Короткое задание A —
Извлеките фрагмент о пушкинской сказке о Балде и воспроизведите его целиком, слово в слово.

Исходный фрагмент —
▼

В то время как первые две сказки традиционно соотносят с волшебными сказками, в основе «Сказки о попе и о работнике его Балде» лежит «народная бытовая сказка о хозяине и работнике, та ее версия, которая обычно сочетается с другим бытовым сюжетом, — о глупом черте» [Там же, с. 75]. Несмотря на то, что текст сказки о Балде близок записи народной сказки, сделанной Пушкиным в Михайловском, поэт «выпустил весь рассказ о состязании попа с работником, заменивши его описанием усердной службы Балды у попа» [2, с. 65]. То, что Пушкин свел к минимуму количество эпизодов и действующих лиц, оставив только трех главных персонажей, Д.Н. Мед-риш считает развитием фольклорной традиции, вследствие чего чертенок «обретает права персонажа, требующего к себе определенного авторского и читательского отношения» [8,

с. 79]. Особую роль авторы работ об этой сказке отводят пушкинскому эпитету: по их мнению, использование поэтом уменьшительно-ласкательной формы «бедненький» вместо общепринятого «бедный» вызывает у читателя жалость к бесу. А тот, кто пожалеет его, по предположению одного из исследователей этой сказки, возможно, найдет в душе своей снисхождение и к попу. Поэт неслучайно переделывает финальную сцену, заменив строчки «брызнул мозг до потолка» и «вышибло дух у старика» фразой «вышибло ум у старика»: «эффект расправы с попом, вопреки первоначальной традиционной концепции, не усилен до максимума, но приглушен на третьей, последней ступени приема повторения: попу дарована жизнь» [3, с. 25]. Однако Д.Н. Мед-риш не согласен со следующим отсюда выводом, что эти изменения продиктованы желанием Пушкина «более гуманизировать Балду <…>, что могло бы облегчить и прохождение «Балды» через цензуру» [3, с. 31]. По мнению ученого, в пушкинской сказке поп не просто одурачен, он лишается ума — кара, которая в «Медном всаднике» обрушивается на бедного Евгения и которая вряд ли могла приниматься поэтом за более благополучную развязку для наказуемого, особенно в контексте стихотворения «Не дай мне бог сойти с ума… ».

▲

Короткое задание B —
Отредактируйте все записи: везде замените «place a point on every instance» на «put a marker on each instance», а остальное оставьте без изменений.

Записи с разметкой положения —

▼

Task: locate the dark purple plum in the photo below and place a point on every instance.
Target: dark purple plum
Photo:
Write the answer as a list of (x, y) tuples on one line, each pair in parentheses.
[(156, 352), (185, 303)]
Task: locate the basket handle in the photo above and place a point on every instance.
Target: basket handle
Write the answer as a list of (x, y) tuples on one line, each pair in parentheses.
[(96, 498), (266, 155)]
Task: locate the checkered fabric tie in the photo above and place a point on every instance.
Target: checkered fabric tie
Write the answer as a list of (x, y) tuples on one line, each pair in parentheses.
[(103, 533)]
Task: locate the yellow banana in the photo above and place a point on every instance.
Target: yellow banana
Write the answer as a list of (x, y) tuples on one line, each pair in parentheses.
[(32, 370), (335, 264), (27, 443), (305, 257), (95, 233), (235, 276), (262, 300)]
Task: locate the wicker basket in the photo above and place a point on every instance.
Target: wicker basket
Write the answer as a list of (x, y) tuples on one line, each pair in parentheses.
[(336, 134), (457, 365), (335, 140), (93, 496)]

▲

Полный ответ A —
В то время как первые две сказки традиционно соотносят с волшебными сказками, в основе «Сказки о попе и о работнике его Балде» лежит «народная бытовая сказка о хозяине и работнике, та ее версия, которая обычно сочетается с другим бытовым сюжетом, — о глупом черте» [Там же, с. 75]. Несмотря на то, что текст сказки о Балде близок записи народной сказки, сделанной Пушкиным в Михайловском, поэт «выпустил весь рассказ о состязании попа с работником, заменивши его описанием усердной службы Балды у попа» [2, с. 65]. То, что Пушкин свел к минимуму количество эпизодов и действующих лиц, оставив только трех главных персонажей, Д.Н. Мед-риш считает развитием фольклорной традиции, вследствие чего чертенок «обретает права персонажа, требующего к себе определенного авторского и читательского отношения» [8,

с. 79]. Особую роль авторы работ об этой сказке отводят пушкинскому эпитету: по их мнению, использование поэтом уменьшительно-ласкательной формы «бедненький» вместо общепринятого «бедный» вызывает у читателя жалость к бесу. А тот, кто пожалеет его, по предположению одного из исследователей этой сказки, возможно, найдет в душе своей снисхождение и к попу. Поэт неслучайно переделывает финальную сцену, заменив строчки «брызнул мозг до потолка» и «вышибло дух у старика» фразой «вышибло ум у старика»: «эффект расправы с попом, вопреки первоначальной традиционной концепции, не усилен до максимума, но приглушен на третьей, последней ступени приема повторения: попу дарована жизнь» [3, с. 25]. Однако Д.Н. Мед-риш не согласен со следующим отсюда выводом, что эти изменения продиктованы желанием Пушкина «более гуманизировать Балду <…>, что могло бы облегчить и прохождение «Балды» через цензуру» [3, с. 31]. По мнению ученого, в пушкинской сказке поп не просто одурачен, он лишается ума — кара, которая в «Медном всаднике» обрушивается на бедного Евгения и которая вряд ли могла приниматься поэтом за более благополучную развязку для наказуемого, особенно в контексте стихотворения «Не дай мне бог сойти с ума… ».

Полный ответ B —
Task: locate the dark purple plum in the photo below and put a marker on each instance.
Target: dark purple plum
Photo:
Write the answer as a list of (x, y) tuples on one line, each pair in parentheses.
[(156, 352), (185, 303)]
Task: locate the basket handle in the photo above and put a marker on each instance.
Target: basket handle
Write the answer as a list of (x, y) tuples on one line, each pair in parentheses.
[(96, 498), (266, 155)]
Task: locate the checkered fabric tie in the photo above and put a marker on each instance.
Target: checkered fabric tie
Write the answer as a list of (x, y) tuples on one line, each pair in parentheses.
[(103, 533)]
Task: locate the yellow banana in the photo above and put a marker on each instance.
Target: yellow banana
Write the answer as a list of (x, y) tuples on one line, each pair in parentheses.
[(32, 370), (335, 264), (27, 443), (305, 257), (95, 233), (235, 276), (262, 300)]
Task: locate the wicker basket in the photo above and put a marker on each instance.
Target: wicker basket
Write the answer as a list of (x, y) tuples on one line, each pair in parentheses.
[(336, 134), (457, 365), (335, 140), (93, 496)]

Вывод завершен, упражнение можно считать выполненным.